## BEGIN Text block

The research reported in this chapter presents a contribution to calculate water levels and flooding maps using Geographic Information Systems (GIS) to combine existing datasets, water elevation survey data and hydrological models. There is a major emphasis to use high accuracy elevation data to model and map a particular flood event (past or future), to assess the risk of flooding in a particular region (Jones, 2004, Jones et al., 1998). LiDAR (Light Detection And Ranging) technology has the ability to produce accurate elevation data throughout the flood plain, in particular flat areas with slopes of less than 50 cm per kilometre as is the case of the coastal flatplains in Tabasco. LiDAR data allows a better calibration of hydrological models, to map the flood risk and water levels helping decision makers to cope with an emergency and to implement strategies after the event (Filin, 2003, Webster & Stiff, 2008).

2. Gathering topographic data by Digital Elevation Models

As floodplains are neither static nor stable, one needs to consider at least three aspects related to the land surface characteristic to describe a flood: (a) topography, (b) geomorphology, particularly when unconsolidated fluvial deposits are the base material, and (c) hydrology and the extent of recurring floods (DRD, 1991). These three aspects require the acquisition of different sources of information that in the case of geographic data is quite difficult to achieve using traditional terrestrial surveys and photogrammetry due to time consuming and spatial constraints (Lijian et al., 2008). Thus, there is a need to know the dynamics of the river and to determine the spatial-temporal distribution of flow. The use of remote sensing techniques has demonstrated to be an efficient tool to map the flood extent (Horritt & Bates, 2002, Jensen, 2000). These maps have been used to validate 1D or 2D flood models; however it is not enough to study the water movement in the watershed. It is also necessary to know the water level reached in the floodplains in order to determine the amount of water arriving to the river channel and to be transported during the flood event. In this case, the use of 3D information is a better option since it offers: river depths, river surface and banks topography, vegetation height, hydraulic structures and identifies different objects present in the river channel (Mohammadzadeh & Valadan Zoej, 2008). One alternative to acquire altimetry measures as well as identifying land surfaces features is the time-of-light information from a LiDAR system mounted on air- or- space based platforms.

## END Text block
## BEGIN Data extract

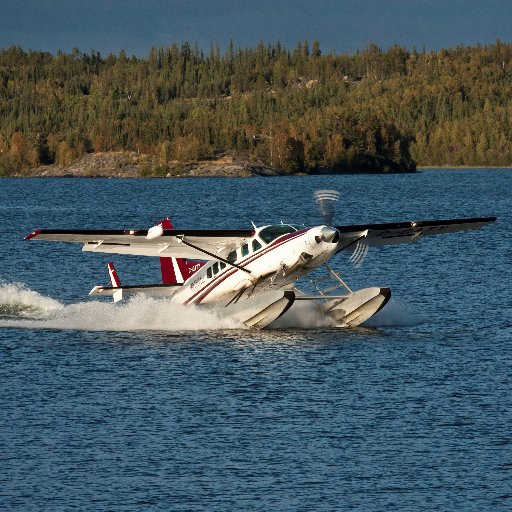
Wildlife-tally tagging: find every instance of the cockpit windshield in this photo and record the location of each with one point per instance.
(272, 232)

## END Data extract

**Required work:**
(1) In the flood-mapping text, which three land-surface aspects must be considered to describe a flood?
(2) Using the flood-mapping text, explain in one to three sentences why 3D information is a better option than flood-extent maps alone for studying water movement.

**The responses:**
(1) Topography, geomorphology, and hydrology together with the extent of recurring floods.

(2) Remote-sensing maps of flood extent can validate 1D or 2D flood models, but they are not enough to study water movement. The water level reached in the floodplains is also needed to determine how much water reaches the river channel and is carried during the flood. 3D information fills this gap because it provides river depths, river surface and bank topography, vegetation height and hydraulic structures, and it identifies objects in the river channel.